**TO-DO LIST**
(a) Answer these questions using the article on wearing fur:
(i) From what organization did the record company executive adopt her two cats?
(ii) What kind of coat did she buy herself four years ago?
(iii) What will she do with her fur before taking the elevator up to her company's offices?
(b) Transcribe the article on wearing fur word for word, everything from "Some are taking" down to "a moral issue.".

**DOCUMENT**
'''

Four years ago, a New York record company executive who lives with two cats adopted from the North Shore Animal League bought herself a full-length female ranch mink coat.

Shortly after that, she witnessed an antifur protest in front of Fred the Furrier, a Fifth Avenue shop that has since gone out of business, and she began to feel less and less comfortable about wearing her coat on the street.Eventually, fearing verbal assaults, paint splattering, egg hurling or some other form of antifur harassment, she put her fur into storage, where it remained until last December, when she began wearing it again. And two weeks ago, she ordered it out of storage again in preparation for winter.

With determination and misgivings, weighing a desire to stay warm and look good against fear of social pressure, many women are planning to wear fur again. This trend is not a reversal of the one against wearing fur; rather, it's a backlash by fur wearers who have felt intimidated in the last few years.

Some are taking furs out of prolonged storage, and some are buying new or used furs. Others are buying parkas, sweaters and anoraks with fur trim. Most have struggled with the specter of threats and intimidation - real or exaggerated - but have decided that wearing fur is a matter of choice rather than a moral issue.

The record company executive said she overcame her fear of public ridicule after doing volunteer work with terminally sick babies, which made her feel there were far worse things in the world than wearing fur.

"I'm very much a staunch supporter of the First Amendment," she said. "They have a right to their opinion and to protest, and I have a right to my opinion and to wear fur."

Despite her anger at the antifur movement, she is still cautious. Like many women who have made the decision to wear fur, she spoke on the condition she not be identified, concerned that her employers would think less of her for wearing fur.

She will wear her fur to work, she said, but will take it off and fold it inside out before taking the elevator up to her company's offices. "That way, I don't offend them, they don't offend me, and I can enjoy my fur and stay warm," she said.

'''

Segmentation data
'''

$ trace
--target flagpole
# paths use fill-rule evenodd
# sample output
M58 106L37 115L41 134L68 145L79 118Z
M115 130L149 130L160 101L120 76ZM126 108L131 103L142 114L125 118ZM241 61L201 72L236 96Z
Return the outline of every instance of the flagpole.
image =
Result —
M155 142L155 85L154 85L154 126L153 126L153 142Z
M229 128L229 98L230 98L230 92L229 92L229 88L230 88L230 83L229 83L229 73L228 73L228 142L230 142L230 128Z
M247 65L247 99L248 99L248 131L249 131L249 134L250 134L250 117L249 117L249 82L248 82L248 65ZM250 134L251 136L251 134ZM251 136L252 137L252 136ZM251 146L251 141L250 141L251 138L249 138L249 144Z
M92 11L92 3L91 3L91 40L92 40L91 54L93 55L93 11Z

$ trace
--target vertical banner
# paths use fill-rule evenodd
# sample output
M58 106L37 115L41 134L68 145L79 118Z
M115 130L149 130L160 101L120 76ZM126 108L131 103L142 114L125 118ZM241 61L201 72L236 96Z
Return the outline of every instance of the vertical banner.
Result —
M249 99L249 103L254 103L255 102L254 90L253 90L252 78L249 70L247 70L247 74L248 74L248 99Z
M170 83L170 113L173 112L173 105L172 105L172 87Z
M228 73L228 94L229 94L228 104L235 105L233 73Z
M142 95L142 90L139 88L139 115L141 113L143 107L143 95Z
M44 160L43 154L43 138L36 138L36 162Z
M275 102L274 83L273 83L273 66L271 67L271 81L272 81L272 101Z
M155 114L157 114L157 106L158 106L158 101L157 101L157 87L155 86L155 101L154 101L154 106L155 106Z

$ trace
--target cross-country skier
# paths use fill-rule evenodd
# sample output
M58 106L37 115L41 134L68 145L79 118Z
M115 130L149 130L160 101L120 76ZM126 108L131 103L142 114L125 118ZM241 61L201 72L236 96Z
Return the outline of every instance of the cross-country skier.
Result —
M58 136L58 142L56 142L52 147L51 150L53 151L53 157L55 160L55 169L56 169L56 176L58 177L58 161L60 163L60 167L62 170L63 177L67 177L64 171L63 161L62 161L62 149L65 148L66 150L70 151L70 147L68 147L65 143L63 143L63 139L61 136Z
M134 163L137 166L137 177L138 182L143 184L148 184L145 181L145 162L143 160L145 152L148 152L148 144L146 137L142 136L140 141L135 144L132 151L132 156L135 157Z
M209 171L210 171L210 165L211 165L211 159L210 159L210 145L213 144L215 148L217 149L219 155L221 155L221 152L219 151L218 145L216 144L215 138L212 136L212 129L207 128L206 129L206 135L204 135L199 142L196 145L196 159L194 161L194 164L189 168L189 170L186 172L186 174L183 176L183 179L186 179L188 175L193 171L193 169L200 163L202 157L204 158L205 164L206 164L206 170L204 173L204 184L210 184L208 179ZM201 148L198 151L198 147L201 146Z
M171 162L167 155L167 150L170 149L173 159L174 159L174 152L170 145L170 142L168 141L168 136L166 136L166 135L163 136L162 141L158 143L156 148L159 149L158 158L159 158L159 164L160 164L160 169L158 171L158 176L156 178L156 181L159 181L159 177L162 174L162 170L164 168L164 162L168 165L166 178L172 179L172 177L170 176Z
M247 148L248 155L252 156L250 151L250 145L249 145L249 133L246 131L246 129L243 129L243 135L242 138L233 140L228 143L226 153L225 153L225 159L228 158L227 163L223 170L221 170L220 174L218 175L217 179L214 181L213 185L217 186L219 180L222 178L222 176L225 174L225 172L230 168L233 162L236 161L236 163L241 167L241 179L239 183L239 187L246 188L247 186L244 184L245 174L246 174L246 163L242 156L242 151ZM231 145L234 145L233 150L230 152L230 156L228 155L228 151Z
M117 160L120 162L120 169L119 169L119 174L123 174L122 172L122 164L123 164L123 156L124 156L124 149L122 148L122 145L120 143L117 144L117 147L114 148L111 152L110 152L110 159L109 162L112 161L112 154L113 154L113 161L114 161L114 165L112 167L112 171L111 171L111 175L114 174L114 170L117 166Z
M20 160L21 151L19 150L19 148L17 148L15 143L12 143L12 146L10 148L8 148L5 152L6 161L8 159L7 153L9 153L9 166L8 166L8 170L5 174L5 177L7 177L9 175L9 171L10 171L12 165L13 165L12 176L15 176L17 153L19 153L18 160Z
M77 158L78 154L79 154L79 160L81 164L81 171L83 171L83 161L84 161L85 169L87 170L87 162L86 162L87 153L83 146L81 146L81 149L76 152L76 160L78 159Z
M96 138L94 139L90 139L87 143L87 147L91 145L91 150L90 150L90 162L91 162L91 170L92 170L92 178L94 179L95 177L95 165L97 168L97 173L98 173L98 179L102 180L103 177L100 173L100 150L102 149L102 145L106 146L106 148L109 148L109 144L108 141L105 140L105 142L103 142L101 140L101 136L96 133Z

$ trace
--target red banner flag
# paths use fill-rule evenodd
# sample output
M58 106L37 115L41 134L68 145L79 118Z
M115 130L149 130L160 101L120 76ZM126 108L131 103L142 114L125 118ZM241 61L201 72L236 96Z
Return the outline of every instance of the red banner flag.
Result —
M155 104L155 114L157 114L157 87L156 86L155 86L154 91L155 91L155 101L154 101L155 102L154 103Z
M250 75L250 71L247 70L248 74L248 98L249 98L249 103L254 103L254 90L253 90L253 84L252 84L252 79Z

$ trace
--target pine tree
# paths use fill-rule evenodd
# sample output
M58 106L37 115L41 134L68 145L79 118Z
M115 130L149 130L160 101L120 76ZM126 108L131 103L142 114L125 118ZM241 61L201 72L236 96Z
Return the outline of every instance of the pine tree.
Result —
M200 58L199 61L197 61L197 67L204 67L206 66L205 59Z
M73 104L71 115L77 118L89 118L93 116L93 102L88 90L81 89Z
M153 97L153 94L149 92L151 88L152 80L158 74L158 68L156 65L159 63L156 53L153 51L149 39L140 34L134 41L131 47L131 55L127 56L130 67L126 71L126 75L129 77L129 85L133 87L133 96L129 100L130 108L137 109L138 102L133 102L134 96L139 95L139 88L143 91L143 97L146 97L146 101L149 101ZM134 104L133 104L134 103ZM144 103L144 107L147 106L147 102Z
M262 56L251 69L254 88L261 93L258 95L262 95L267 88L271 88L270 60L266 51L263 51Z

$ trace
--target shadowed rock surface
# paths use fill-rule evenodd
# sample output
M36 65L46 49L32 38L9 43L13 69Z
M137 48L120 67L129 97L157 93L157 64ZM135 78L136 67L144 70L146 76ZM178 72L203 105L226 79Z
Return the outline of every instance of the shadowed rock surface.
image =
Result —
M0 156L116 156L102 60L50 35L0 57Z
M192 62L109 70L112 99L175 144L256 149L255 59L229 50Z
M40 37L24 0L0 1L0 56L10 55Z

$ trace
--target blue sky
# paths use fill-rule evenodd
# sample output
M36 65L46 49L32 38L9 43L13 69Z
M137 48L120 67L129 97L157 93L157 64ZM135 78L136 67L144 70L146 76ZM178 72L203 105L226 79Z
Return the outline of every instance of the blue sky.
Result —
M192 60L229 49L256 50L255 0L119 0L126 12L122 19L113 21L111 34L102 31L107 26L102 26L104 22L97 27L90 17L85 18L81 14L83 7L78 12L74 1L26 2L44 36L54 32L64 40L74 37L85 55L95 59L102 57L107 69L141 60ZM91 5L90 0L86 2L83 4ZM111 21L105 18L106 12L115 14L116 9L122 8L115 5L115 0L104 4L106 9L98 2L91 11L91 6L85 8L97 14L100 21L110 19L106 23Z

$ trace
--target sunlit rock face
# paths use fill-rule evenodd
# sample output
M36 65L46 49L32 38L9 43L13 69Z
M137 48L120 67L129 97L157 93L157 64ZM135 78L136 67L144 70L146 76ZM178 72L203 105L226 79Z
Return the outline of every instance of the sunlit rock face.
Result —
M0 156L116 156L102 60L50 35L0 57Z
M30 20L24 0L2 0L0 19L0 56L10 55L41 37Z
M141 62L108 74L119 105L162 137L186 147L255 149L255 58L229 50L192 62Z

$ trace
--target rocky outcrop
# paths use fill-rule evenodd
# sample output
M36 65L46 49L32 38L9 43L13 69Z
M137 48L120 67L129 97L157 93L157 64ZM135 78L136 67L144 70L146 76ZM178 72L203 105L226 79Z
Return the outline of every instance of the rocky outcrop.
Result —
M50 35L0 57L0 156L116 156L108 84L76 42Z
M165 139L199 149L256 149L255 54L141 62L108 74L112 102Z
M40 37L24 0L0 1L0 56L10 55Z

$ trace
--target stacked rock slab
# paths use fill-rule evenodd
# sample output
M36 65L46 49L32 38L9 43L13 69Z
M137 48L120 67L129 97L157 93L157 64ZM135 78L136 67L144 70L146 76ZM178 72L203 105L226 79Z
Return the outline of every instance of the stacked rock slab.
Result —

'''

**THE ANSWERS**
(a)
(i) The North Shore Animal League.
(ii) A full-length female ranch mink coat.
(iii) She will take it off and fold it inside out.

(b)
Some are taking furs out of prolonged storage, and some are buying new or used furs. Others are buying parkas, sweaters and anoraks with fur trim. Most have struggled with the specter of threats and intimidation - real or exaggerated - but have decided that wearing fur is a matter of choice rather than a moral issue.